Search the records below for the word "face" and show every line where it occurs.

» Saved entries:
+--
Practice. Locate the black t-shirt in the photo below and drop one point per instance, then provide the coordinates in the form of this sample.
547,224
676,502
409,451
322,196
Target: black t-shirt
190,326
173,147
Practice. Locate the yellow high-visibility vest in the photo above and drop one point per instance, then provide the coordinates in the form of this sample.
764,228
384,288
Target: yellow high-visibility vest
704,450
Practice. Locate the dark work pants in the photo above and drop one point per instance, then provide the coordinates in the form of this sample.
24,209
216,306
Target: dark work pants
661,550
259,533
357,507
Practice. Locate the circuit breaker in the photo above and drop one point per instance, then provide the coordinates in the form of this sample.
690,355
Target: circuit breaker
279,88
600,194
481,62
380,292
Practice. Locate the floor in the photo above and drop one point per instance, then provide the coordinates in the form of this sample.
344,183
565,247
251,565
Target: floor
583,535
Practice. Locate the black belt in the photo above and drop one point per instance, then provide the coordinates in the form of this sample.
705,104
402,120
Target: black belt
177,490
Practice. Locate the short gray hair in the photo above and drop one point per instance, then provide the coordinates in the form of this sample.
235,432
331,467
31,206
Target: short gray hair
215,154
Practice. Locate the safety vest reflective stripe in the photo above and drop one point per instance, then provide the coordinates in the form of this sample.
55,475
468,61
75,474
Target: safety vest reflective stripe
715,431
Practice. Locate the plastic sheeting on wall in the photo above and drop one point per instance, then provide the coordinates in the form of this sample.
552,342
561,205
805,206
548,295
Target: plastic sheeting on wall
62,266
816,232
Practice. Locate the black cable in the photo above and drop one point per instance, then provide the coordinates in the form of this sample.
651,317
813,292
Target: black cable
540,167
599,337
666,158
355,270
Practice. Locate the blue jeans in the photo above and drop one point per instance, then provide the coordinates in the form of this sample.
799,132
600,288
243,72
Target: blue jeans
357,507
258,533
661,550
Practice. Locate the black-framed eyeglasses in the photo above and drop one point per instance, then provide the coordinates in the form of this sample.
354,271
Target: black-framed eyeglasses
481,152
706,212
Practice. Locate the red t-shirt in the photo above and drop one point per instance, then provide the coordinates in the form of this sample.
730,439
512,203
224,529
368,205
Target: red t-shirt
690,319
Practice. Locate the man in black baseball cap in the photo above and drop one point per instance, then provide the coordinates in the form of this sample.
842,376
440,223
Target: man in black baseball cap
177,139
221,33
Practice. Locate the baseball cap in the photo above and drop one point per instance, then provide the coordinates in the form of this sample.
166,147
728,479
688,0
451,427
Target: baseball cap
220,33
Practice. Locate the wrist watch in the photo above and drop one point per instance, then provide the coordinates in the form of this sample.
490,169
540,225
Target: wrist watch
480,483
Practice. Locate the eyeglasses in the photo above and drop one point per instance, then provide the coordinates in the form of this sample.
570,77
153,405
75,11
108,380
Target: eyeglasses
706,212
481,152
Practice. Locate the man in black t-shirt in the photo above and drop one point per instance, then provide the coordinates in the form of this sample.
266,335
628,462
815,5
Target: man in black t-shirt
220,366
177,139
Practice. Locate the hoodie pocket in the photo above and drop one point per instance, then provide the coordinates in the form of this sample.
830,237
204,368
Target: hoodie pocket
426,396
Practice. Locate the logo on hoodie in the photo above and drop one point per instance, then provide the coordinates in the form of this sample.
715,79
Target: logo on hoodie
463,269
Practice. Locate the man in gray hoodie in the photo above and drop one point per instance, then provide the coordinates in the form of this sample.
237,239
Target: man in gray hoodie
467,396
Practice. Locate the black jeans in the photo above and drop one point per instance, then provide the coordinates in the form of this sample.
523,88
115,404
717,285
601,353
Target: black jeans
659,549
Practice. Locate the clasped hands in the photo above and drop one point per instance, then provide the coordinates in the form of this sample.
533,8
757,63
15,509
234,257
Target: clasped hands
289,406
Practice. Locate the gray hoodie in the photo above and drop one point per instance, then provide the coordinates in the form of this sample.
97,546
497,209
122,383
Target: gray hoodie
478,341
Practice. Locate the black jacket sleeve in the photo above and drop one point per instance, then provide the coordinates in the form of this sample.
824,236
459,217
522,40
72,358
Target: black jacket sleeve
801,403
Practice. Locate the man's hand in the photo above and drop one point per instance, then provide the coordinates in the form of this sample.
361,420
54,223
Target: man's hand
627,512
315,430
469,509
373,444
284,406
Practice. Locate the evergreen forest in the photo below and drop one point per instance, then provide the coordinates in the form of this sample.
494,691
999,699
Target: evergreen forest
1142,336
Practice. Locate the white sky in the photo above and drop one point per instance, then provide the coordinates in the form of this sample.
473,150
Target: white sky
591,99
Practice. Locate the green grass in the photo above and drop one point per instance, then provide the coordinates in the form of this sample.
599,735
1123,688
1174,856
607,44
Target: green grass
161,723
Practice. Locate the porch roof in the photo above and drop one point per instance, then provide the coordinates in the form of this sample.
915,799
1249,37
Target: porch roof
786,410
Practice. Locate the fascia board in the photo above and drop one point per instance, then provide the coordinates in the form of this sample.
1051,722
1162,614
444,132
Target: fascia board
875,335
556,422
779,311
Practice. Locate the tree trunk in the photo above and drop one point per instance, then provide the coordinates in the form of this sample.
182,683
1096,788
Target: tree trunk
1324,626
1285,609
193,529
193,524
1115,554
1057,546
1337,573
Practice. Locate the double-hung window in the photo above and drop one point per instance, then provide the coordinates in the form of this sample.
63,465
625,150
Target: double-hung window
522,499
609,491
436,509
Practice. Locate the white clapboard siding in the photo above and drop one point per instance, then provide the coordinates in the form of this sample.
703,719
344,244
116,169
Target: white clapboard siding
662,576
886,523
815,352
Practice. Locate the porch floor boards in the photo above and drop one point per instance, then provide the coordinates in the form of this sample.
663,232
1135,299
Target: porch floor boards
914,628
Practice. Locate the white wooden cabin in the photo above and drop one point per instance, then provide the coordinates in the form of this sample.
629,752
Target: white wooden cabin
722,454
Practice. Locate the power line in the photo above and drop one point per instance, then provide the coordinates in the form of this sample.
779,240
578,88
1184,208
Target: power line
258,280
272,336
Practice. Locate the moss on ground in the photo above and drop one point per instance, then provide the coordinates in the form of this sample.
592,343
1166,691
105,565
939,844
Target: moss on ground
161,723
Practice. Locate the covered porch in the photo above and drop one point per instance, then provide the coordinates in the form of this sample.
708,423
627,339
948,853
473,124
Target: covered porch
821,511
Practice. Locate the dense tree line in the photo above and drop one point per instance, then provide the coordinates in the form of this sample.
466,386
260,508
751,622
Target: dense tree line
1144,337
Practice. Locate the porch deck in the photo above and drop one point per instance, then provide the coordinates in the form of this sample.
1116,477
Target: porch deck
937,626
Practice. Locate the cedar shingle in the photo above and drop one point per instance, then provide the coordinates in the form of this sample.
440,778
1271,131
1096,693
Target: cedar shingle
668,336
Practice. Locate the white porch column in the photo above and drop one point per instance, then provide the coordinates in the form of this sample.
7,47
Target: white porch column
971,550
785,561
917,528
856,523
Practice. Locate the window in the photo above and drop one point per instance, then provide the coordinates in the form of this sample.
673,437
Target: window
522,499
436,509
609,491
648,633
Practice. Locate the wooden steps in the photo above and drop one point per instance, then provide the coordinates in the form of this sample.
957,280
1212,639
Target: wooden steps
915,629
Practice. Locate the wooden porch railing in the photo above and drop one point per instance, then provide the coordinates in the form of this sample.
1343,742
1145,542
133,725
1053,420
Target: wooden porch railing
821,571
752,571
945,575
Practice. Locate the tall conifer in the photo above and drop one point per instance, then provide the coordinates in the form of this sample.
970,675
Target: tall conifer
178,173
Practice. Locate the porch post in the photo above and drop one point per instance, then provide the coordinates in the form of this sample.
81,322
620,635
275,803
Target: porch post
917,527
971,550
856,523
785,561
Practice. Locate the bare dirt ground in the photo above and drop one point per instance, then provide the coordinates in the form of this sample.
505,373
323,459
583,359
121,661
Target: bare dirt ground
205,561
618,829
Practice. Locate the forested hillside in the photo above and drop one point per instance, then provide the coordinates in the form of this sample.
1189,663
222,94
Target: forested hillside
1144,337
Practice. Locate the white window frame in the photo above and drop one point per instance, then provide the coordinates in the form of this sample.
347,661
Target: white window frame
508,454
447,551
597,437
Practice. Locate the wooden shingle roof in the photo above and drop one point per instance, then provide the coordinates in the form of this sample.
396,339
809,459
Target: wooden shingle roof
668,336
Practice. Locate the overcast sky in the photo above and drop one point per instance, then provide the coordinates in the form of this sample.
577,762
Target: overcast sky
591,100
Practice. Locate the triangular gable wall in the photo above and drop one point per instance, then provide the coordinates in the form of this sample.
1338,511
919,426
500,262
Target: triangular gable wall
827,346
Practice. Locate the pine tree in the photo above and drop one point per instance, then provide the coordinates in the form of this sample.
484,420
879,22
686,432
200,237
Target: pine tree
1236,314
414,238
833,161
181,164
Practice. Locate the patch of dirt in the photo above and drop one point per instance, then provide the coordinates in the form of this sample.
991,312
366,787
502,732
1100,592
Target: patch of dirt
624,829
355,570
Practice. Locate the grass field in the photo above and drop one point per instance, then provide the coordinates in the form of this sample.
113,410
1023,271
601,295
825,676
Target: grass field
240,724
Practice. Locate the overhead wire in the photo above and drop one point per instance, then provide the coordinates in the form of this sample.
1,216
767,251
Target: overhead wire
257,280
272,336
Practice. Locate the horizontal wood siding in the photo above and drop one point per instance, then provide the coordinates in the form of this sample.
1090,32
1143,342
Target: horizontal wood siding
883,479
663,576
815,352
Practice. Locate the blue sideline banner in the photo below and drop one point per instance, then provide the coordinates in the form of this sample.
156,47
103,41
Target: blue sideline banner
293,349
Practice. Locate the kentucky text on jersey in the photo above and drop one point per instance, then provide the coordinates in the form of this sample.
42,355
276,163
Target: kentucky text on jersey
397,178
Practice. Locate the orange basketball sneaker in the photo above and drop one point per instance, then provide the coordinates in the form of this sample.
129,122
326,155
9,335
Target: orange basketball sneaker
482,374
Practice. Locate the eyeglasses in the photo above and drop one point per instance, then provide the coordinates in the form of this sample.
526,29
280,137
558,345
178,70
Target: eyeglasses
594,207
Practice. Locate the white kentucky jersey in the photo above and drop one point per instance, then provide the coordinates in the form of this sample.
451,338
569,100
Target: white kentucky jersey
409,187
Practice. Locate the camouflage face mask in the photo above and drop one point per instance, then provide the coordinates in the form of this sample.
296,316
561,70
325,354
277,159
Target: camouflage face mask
+--
» Your response:
Practice. Locate the camouflage face mask in the photo above and drop one point per instance, then provide the coordinates in the form of this sample.
Target: camouflage face mask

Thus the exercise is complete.